→ PAGE EXCERPT:
+--
Update: Well, most people like Rami Malek as Freddie Mercury but very few have endorsed the movie. It’s got a 54 on Rotten Tomatoes, and I suspect it’s going to get worse. I’m told it played very well in its London premiere. Will negative reviews kill it? Or kill Rami’s awards chances? He’s quite good.
Review: Scaramouche!
“Bohemian Rhapsody,” Bryan Singer’s story of the rock group Queen, and its star, Freddie Mercury, could not be more fun or more moving. If Freddie had to die, at least now he gets a proper send off. The recounting of the group’s rise to fame is a witty, silly, sad rollercoaster ride that never lets you go. And while you’re on it, the music is propulsive.
The main thing is that Rami Malek, looking sometimes like a young Mick Jagger, transforms into Farrokh Bulsara, born in Tanzania and destined to be Freddie Mercury, perfectly. Malek, star of “Mr. Robot,” is absorbed into the role. You never think once that it’s an imitation or trick. Malek’s performance is an immersion, much like Jamie Foxx in “Ray.” Malek has to be on Oscar lists in Best Actor. (That would be Malek, Gosling, Cooper, Mortensen at least.)
And to think, at one time Sacha Baron Cohen might have played Freddie. Others wanted a shot at it, too. But it turns out Malek grasps the bitchiness, the hubris, the camp, the style, the musical sensibility, and the pathos– there’s a lot of pathos. Because Freddie’s quick rise to fame culminates in his contracting AIDS at a time when it was a death sentence. You realize there could have been so much more.
What makes the film work, though, ultimately, is a terrific screenplay from Anthony McCarten. He drums around on the central theme of family. Farrokh knew his family didn’t understand him, so he sought out another one. The other members of Queen– Brian May, Roger Taylor, John Deacon–are not predictable choices. They’re straight, and straight arrows. But they accept Freddie for who he is, and ultimately none of them can live without each other.
+--
→ INFORMATION PROVIDED:
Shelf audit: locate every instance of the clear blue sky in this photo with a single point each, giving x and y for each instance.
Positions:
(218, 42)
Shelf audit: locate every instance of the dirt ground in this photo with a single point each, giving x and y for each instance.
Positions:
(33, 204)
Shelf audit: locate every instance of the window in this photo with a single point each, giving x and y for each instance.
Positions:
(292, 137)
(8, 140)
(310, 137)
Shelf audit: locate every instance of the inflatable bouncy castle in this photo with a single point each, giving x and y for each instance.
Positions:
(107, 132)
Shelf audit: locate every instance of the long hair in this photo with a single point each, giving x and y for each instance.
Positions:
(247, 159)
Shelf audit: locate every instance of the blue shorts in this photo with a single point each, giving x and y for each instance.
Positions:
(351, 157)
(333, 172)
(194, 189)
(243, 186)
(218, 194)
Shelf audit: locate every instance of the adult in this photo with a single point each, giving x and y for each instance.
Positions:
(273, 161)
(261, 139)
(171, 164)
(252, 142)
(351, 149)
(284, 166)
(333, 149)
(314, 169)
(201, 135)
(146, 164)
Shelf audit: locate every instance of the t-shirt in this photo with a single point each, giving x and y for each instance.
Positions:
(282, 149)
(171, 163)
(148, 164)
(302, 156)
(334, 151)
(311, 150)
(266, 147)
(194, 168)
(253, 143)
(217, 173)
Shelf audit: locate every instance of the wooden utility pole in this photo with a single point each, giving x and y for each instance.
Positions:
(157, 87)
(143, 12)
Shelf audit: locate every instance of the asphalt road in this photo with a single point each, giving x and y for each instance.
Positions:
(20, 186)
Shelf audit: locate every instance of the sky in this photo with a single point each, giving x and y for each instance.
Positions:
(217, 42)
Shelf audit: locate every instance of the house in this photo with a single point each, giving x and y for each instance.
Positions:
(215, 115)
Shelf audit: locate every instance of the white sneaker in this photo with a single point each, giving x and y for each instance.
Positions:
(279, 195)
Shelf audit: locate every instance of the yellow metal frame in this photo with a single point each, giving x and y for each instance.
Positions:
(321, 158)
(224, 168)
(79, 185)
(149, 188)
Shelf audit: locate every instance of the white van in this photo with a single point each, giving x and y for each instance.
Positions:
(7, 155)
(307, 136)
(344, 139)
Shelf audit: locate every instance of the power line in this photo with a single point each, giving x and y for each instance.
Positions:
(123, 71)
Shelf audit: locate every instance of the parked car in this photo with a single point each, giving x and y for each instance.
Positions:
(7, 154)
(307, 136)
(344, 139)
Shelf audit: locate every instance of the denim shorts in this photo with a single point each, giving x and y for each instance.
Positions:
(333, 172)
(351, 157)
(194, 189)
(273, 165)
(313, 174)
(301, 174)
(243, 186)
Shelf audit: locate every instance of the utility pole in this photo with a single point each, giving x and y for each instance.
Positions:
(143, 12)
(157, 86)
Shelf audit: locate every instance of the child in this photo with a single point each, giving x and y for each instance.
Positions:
+--
Copy the Bohemian Rhapsody review between "The main thing" and "Mortensen at least.)", inclusive, and swap "imitation" for "impersonation".

The main thing is that Rami Malek, looking sometimes like a young Mick Jagger, transforms into Farrokh Bulsara, born in Tanzania and destined to be Freddie Mercury, perfectly. Malek, star of “Mr. Robot,” is absorbed into the role. You never think once that it’s an impersonation or trick. Malek’s performance is an immersion, much like Jamie Foxx in “Ray.” Malek has to be on Oscar lists in Best Actor. (That would be Malek, Gosling, Cooper, Mortensen at least.)